- [課題 A] ステッピングモータの原文から、「回胴の大きさやイナーシャーな」から「吸引力が大きい方が好ましい。」までを、その両方の語句も含めてそのまま書き出してください。
- [課題 B] ステッピングモータの原文では、初期励磁は1相励磁より2相励磁の方がよいとされています。その理由を1〜3文で説明してください。

まずステッピングモータとして1−2相励磁方式を採用したハイブリッド(HB)型の2相ステッピングモータでは、加速時の初期励磁相としては、1相励磁の他に2相励磁が考えられる。1相励磁は特定の励磁相のみを駆動するもので、この1相励磁によって初速時の回転トルクを得る。これに対して2相励磁は特定の2つの励磁相を同時に駆動するもので、2相励磁によって初速時の回転トルクを得る。
回胴の大きさやイナーシャーなどによっても相違するが、通常のスロットマシンの場合には、1相励磁でも回胴を初速ゼロから加速させることは可能である。しかし、1相励磁の場合にはそれだけ発生する回転トルクも小さいので、十分な初速が得られない場合があるし、スムーズな回転を期待し得ない場合もある。十分な初速が得られないときは脱調し易くなり、また遊技者の観点からすると、加速時間はできるだけ短い方が遊技者の興趣を逸らせない点で好ましいと言える。
また、回胴にブレーキをかけてから実際に回胴が停止するまでには、所定のステップ角分だけ滑って停止するので、このように多少ずれた角度で停止しているとき、このずれ分を含めて回胴を回転させるときはこの角度ずれ分を吸収しつつ加速処理を行う必要があるので、できるだけ初期励磁での電磁的吸引力が大きい方が好ましい。
2相励磁の場合には、1相励磁よりも吸引力が大きいので、発生する回転トルクもその分だけ大きくなり、これは結果的に加速から定速回転に至るまでの加速時間を1相励磁の場合より短縮できることになる。また、回胴を停止させたときのすべりが発生していても、発生する吸引力が大きいのでこの回転角度ずれに伴う回転揺れを素早く吸収できる。したがってこれらのことを総合的に勘案すると、初期励磁は1相励磁より2相励磁の方が好ましいことになる。
初期励磁を2相励磁に設定した場合で、しかも加速期間を便宜的に第1と第2の加速期間に割り当てたとき、第2の加速期間で所定の回転数まで短時間に到達させるための励磁相への割り込みタイミングとしては、図10に示すようなタイミング例が好適である。

- [提供された記録]
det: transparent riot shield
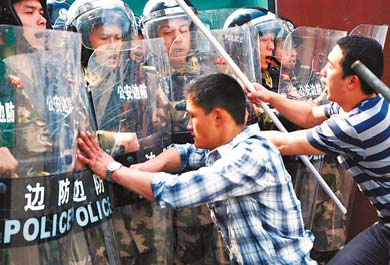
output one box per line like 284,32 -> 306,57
69,77 -> 120,264
277,27 -> 353,252
0,25 -> 81,264
198,8 -> 237,30
87,39 -> 172,264
349,24 -> 389,48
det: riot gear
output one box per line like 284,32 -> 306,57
142,0 -> 198,38
47,0 -> 71,29
65,0 -> 137,67
0,0 -> 51,29
223,7 -> 276,29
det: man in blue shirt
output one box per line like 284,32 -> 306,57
248,36 -> 390,264
78,71 -> 316,264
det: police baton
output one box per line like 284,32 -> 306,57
351,60 -> 390,101
176,0 -> 347,214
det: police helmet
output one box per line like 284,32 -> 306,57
135,15 -> 145,36
47,0 -> 71,29
141,0 -> 198,39
0,0 -> 51,29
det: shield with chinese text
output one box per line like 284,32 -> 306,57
0,25 -> 81,264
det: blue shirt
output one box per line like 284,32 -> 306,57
152,124 -> 316,264
307,96 -> 390,228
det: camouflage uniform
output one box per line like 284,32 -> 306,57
88,61 -> 172,264
311,154 -> 353,251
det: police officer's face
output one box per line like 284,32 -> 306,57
14,0 -> 47,29
89,25 -> 122,67
321,45 -> 348,104
258,33 -> 275,70
275,40 -> 297,69
157,18 -> 191,62
14,0 -> 46,48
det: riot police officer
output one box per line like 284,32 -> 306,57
223,7 -> 278,89
142,0 -> 229,264
66,0 -> 174,264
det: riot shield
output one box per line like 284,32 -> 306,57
278,28 -> 353,252
168,27 -> 257,143
69,76 -> 120,264
198,8 -> 236,30
0,25 -> 81,264
87,39 -> 172,264
349,24 -> 389,48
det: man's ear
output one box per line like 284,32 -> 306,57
213,108 -> 225,127
348,75 -> 361,88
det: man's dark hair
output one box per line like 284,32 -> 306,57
337,35 -> 385,95
186,73 -> 246,125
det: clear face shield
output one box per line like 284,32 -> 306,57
276,27 -> 346,100
349,24 -> 389,48
68,1 -> 137,50
249,17 -> 286,82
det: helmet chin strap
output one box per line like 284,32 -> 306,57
271,56 -> 281,67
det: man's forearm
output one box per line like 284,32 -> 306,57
112,167 -> 154,200
269,93 -> 320,128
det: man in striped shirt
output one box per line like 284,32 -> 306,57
79,74 -> 316,265
248,36 -> 390,265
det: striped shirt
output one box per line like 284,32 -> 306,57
306,96 -> 390,228
152,124 -> 316,264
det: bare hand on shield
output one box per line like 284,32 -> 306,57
0,147 -> 18,178
77,132 -> 114,178
245,83 -> 275,106
114,132 -> 140,153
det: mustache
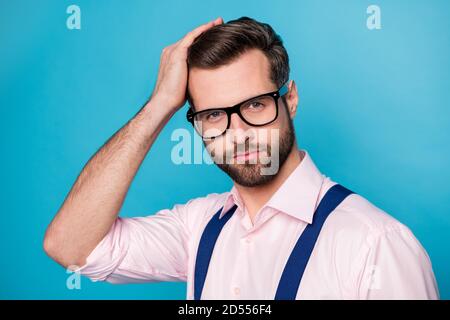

- [最終結果 A]
回胴の大きさやイナーシャーなどによっても相違するが、通常のスロットマシンの場合には、1相励磁でも回胴を初速ゼロから加速させることは可能である。しかし、1相励磁の場合にはそれだけ発生する回転トルクも小さいので、十分な初速が得られない場合があるし、スムーズな回転を期待し得ない場合もある。十分な初速が得られないときは脱調し易くなり、また遊技者の観点からすると、加速時間はできるだけ短い方が遊技者の興趣を逸らせない点で好ましいと言える。
また、回胴にブレーキをかけてから実際に回胴が停止するまでには、所定のステップ角分だけ滑って停止するので、このように多少ずれた角度で停止しているとき、このずれ分を含めて回胴を回転させるときはこの角度ずれ分を吸収しつつ加速処理を行う必要があるので、できるだけ初期励磁での電磁的吸引力が大きい方が好ましい。

- [最終結果 B] 2相励磁は1相励磁より吸引力が大きく、その分だけ回転トルクも大きくなるので、加速から定速回転までの時間を短くできます。また、回胴を止めたときのすべりで角度がずれていても、大きな吸引力によって、そのずれから来る回転の揺れをすばやく吸収できます。